_Problem to work on_
Rewrite the records below, replacing every "single spaces" with "one space" and leaving everything else unchanged.

Start Input rows

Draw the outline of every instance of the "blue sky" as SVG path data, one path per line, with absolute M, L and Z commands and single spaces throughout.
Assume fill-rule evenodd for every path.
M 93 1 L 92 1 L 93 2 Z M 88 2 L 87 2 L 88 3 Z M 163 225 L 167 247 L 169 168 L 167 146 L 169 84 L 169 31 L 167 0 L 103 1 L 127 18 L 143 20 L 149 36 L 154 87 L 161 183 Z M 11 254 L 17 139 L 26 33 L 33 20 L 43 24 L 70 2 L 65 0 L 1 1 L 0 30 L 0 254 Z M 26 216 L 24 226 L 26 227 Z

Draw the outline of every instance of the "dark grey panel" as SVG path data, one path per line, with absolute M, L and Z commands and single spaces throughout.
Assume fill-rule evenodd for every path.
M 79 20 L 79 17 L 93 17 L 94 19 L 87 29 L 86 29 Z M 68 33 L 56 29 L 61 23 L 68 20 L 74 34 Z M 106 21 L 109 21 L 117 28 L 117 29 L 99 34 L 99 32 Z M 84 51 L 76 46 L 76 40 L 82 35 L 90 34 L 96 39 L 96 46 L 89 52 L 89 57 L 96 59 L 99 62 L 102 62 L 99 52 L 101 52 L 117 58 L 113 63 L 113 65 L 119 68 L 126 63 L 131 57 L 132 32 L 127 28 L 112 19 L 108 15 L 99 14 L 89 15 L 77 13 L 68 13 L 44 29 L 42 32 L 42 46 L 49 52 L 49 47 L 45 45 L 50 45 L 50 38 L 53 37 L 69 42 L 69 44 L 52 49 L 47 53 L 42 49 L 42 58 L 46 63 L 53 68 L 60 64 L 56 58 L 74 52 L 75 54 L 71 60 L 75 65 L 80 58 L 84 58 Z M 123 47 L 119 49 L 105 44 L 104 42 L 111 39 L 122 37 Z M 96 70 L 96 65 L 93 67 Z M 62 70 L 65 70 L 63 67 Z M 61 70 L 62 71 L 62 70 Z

End Input rows

_Worked answer_
Draw the outline of every instance of the "blue sky" as SVG path data, one path per line, with absolute M, L and Z commands and one space throughout.
Assume fill-rule evenodd for every path.
M 93 1 L 92 1 L 93 2 Z M 88 2 L 87 2 L 88 3 Z M 163 225 L 167 247 L 169 168 L 167 146 L 169 84 L 169 31 L 167 0 L 103 1 L 127 18 L 143 20 L 149 36 L 154 87 L 161 183 Z M 11 254 L 17 139 L 26 33 L 33 20 L 43 24 L 70 2 L 65 0 L 1 1 L 0 30 L 0 254 Z M 26 216 L 24 226 L 26 227 Z

Draw the outline of every instance of the "dark grey panel" as SVG path data, one path per line, with absolute M, L and Z commands and one space throughout.
Assume fill-rule evenodd for every path.
M 79 20 L 79 17 L 93 17 L 94 19 L 87 29 L 86 29 Z M 68 33 L 56 29 L 61 23 L 68 20 L 74 34 Z M 106 21 L 109 21 L 117 28 L 117 29 L 99 34 L 99 32 Z M 84 51 L 76 46 L 76 40 L 82 35 L 90 34 L 96 39 L 96 46 L 89 52 L 89 57 L 96 59 L 99 62 L 102 62 L 99 52 L 101 52 L 117 58 L 113 63 L 113 65 L 119 68 L 126 63 L 131 57 L 132 32 L 127 28 L 112 19 L 108 15 L 99 14 L 89 15 L 77 13 L 68 13 L 44 29 L 42 32 L 42 46 L 49 52 L 49 47 L 45 45 L 50 45 L 50 38 L 53 37 L 69 42 L 69 44 L 52 49 L 47 53 L 42 49 L 42 58 L 46 63 L 53 68 L 60 64 L 56 58 L 74 52 L 75 54 L 71 60 L 75 65 L 80 58 L 84 58 Z M 123 47 L 119 49 L 105 44 L 104 42 L 111 39 L 122 37 Z M 96 70 L 96 65 L 93 67 Z M 62 70 L 65 70 L 63 67 Z M 61 70 L 62 71 L 62 70 Z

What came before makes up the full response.